Everyone knows Simon Cowell has one of the most massive egos in show business. Obviously it'd take some serious self-confidence to quit a hugely successful TV show like "American Idol" (and a $36 million "Idol" paycheck to boot) to launch a new show like "The X Factor." Perhaps you've heard of it? Of course you have. No new show of the fall season, other than maybe "Whitney," has been as megahyped and throat-crammed as Simon's new talent competition, so as "The X Factor" at long last premiered Wednesday night, no expense was spared and no hyperbole was avoided. From the repeat mentions of the "largest prize in TV history" (a $5 million Sony contract); the fleets of "X"-branded Mack trucks; the slo-mo scenes of Simon cruising in a pointy black sports car with "X Factor" vanity plates; the Michael Bay-worthy aerial shots of the "sea of humanity" at the audition sites; the dramatic soundtrack swells underlying every emotional apex; and the live auditions held inside arenas packed to the rafters with shrieking fans, it was clear: Simon was determined to make a typical "American Idol" episode look like a dusty old Beta/VHS tape of "Star Search."
And you know what? SPOILER ALERT: He pretty much succeeded. But interestingly, the show worked because, in the end, he didn't
make "The X Factor" all about him. Instead, after introducing the judges--his old BFF Paula Abdul, his new TV nemesis L.A. Reid, since-ousted judge Cheryl Cole (whose Los Angeles footage surprisingly didn't end up on the cutting-room floor, and who did a fabulous job), and Cheryl's replacement Nicole Scherzinger (who took over halfway through the episode)--Simon got right down to business and started trotting out the Los Angeles and Seattle contestants. And those contestants went on to hog the majority of the screen time.
Perhaps to prove Simon's point that "The X Factor" can find a megastar worthy of a cool 5 million, the series' kickoff episode was light on trainwreck contestants, focusing more on the serious singers. And even the handful of bad auditioners were entertaining, and they were let down relatively easily. Sure, Simon had his share of zingers, like when he told the blue-haired emo screamer from a rejected duo called You Only Live Once that she sounded like she was "swallowing poison" (I guess you only audition
once, too). But for the most part, he let the music do the talking. Hey, maybe Simon's ego isn't so big after all. (Yeah, right...)
Anyway, now, after all those months of hype, here are the standout contestants of "The X Factor's" big premiere. Do any of them really have the X factor? You decide.
Stacy Francis - Stacy received some serious screen time in an eight-minute promo that ran on Fox last week, but the 42-year-old single mother's full audition this week made an even bigger impact. As she shared her sob story of emotional abuse, missed chances, and deferred dreams (her ex-husband had told her repeatedly that she'd never make it), and she told Simon, "I don't want to die with this music in me," everyone in America, myself included, was rooting for her, hoping her ex hadn't been right all along. And then, when she belted out Aretha Franklin's "Natural Woman," it quickly became clear that her ex had had absolutely no idea what he was talking about. She was a little rough around the edges and didn't quite nail the song's big money-note the way "Idol's" Kelly Clarkson once did, but her natural talent during her big, belty performance was evident and had the audience in tears. Even L.A. and Simon seemed moved, with the former saying, "Everything that I do musically is about having my spirit stirred and the hairs on my arms raised; you did both," and Simon saying, "I've been doing this a long, long time, and that was one of the best auditions I have ever heard in my life." Crying hardest, of course, was Stacy herself, who let years of pent-up pain pour down her mascara-smeared face as she basked in the audience's adoration.

**JOBS:**
(a) Translate this sentence from the review into Spanish: "Hey, maybe Simon's ego isn't so big after all."
(b) In the review, which song did Stacy Francis sing at her audition?
This material comes from a different source than the review.

**Labeled-object pointing entries:**
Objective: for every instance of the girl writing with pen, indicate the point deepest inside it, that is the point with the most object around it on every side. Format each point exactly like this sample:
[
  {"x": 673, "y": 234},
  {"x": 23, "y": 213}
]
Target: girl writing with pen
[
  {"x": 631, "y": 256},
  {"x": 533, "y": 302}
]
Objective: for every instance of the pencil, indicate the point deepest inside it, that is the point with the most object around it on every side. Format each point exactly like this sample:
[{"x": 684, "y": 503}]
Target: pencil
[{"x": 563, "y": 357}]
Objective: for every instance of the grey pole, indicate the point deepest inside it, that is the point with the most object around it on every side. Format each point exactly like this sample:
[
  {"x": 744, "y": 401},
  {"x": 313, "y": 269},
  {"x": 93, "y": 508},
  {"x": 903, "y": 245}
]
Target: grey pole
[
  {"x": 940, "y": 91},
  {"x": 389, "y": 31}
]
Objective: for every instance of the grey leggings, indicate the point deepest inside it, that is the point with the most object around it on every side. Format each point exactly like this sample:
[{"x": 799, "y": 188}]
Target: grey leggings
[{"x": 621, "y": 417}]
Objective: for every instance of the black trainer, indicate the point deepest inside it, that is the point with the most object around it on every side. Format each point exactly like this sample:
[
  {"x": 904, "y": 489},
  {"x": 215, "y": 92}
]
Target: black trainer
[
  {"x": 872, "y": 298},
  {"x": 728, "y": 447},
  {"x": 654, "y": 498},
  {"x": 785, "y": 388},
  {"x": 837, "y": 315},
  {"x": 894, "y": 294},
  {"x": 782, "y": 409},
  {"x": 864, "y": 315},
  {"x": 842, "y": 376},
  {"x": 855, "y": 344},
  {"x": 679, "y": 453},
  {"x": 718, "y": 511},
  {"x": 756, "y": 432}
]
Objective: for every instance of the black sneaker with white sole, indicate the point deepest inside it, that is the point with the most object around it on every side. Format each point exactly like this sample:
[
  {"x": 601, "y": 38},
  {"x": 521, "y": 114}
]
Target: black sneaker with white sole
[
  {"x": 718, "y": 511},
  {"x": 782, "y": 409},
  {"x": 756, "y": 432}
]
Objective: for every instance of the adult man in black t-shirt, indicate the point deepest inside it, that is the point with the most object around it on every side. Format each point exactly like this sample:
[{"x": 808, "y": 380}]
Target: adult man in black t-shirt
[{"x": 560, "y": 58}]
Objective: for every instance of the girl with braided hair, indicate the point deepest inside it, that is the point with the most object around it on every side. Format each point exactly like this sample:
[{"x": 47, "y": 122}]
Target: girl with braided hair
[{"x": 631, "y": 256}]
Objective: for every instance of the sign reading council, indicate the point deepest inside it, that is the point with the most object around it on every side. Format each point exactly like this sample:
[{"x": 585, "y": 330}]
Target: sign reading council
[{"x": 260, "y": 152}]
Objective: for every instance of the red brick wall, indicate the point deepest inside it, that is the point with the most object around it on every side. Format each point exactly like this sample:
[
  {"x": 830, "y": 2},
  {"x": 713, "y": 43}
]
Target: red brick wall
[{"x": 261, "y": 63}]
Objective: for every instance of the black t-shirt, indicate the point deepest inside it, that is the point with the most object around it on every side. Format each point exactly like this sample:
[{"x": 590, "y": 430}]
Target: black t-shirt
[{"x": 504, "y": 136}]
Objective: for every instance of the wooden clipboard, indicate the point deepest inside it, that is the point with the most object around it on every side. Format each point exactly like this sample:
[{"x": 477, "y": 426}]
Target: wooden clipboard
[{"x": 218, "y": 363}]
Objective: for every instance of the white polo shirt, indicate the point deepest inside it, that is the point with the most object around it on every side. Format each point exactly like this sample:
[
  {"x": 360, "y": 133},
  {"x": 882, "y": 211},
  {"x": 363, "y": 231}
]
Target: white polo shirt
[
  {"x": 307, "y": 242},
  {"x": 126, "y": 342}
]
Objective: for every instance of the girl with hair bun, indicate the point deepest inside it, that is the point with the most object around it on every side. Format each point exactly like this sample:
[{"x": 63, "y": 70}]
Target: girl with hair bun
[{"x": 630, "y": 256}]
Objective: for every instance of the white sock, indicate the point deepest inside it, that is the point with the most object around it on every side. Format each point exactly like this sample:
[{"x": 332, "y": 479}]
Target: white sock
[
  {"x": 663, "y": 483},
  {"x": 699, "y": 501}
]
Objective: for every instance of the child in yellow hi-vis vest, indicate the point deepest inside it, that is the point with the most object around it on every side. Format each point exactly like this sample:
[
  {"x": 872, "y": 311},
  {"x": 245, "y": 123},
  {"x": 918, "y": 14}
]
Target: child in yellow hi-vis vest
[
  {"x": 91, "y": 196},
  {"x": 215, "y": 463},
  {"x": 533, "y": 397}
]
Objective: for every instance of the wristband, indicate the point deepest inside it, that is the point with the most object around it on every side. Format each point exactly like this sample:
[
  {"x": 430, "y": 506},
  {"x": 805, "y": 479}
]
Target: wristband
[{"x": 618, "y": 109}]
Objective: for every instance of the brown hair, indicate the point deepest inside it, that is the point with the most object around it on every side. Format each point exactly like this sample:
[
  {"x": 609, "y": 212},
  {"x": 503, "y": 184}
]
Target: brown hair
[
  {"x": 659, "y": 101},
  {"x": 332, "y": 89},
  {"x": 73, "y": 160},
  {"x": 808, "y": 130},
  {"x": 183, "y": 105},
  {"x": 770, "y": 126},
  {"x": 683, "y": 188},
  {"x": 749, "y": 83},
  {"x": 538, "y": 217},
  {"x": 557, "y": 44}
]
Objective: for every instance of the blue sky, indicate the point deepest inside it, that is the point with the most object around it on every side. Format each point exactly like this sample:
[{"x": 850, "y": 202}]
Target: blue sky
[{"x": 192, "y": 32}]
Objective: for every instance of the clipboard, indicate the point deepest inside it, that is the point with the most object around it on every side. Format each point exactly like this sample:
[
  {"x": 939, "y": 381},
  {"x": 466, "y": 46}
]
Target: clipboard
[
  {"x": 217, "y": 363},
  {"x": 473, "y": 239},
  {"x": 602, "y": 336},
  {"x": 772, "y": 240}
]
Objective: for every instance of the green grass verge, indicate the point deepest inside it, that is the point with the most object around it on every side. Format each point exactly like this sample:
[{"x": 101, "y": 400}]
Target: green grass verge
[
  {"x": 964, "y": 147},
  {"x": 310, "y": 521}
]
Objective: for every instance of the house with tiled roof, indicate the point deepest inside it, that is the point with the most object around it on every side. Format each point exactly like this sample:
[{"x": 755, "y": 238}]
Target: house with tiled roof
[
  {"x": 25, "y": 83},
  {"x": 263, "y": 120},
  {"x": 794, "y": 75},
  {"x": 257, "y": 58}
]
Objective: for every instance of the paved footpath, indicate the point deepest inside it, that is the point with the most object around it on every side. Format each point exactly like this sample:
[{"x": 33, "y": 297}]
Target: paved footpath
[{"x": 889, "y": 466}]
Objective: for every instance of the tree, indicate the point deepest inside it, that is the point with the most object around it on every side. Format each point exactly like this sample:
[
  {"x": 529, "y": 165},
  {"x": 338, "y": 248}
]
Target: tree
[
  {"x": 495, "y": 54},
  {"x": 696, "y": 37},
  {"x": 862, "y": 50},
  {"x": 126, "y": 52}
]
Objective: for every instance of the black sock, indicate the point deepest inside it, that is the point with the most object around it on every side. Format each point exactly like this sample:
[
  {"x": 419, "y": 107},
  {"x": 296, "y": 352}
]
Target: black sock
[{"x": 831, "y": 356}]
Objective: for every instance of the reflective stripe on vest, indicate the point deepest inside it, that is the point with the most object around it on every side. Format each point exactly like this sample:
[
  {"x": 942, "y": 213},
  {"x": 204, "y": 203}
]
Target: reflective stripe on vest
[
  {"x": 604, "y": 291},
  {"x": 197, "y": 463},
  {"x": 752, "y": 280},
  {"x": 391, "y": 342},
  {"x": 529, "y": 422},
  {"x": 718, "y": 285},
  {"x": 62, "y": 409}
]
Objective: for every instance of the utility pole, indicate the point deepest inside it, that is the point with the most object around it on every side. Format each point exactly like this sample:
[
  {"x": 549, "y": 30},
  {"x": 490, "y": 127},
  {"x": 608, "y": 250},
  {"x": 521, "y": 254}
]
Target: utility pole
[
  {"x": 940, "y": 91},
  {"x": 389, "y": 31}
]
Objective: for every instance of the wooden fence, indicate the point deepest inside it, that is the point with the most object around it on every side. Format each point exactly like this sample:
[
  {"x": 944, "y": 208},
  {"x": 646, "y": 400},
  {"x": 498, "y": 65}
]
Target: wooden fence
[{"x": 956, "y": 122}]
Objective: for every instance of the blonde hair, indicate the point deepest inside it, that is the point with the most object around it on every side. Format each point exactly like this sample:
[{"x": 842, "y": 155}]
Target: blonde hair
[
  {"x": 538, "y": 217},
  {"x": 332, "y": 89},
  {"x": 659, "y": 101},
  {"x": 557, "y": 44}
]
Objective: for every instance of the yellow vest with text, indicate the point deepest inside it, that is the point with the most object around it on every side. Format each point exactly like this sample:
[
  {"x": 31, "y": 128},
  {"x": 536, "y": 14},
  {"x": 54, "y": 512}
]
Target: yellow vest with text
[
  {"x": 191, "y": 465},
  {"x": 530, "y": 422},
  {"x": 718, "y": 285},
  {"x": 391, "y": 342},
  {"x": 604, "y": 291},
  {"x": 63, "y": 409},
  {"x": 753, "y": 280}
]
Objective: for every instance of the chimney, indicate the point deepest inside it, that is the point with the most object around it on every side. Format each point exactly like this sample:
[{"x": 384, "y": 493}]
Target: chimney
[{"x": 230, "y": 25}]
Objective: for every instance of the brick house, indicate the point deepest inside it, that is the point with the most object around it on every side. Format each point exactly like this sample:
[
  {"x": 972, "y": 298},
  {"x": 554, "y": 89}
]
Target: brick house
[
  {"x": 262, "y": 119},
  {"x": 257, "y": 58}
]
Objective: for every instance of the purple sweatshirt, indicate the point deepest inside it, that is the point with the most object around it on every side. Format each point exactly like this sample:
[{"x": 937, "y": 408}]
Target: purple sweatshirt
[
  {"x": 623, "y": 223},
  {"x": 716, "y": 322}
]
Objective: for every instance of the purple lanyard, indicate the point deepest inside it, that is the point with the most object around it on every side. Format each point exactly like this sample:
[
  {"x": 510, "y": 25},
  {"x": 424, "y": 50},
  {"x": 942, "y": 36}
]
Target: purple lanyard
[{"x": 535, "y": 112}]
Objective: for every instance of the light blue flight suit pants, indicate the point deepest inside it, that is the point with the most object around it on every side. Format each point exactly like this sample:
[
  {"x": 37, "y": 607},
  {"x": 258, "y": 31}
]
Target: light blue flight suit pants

**RESULTS:**
(a) Oye, quizás el ego de Simon no sea tan grande después de todo.

(b) Aretha Franklin's "Natural Woman."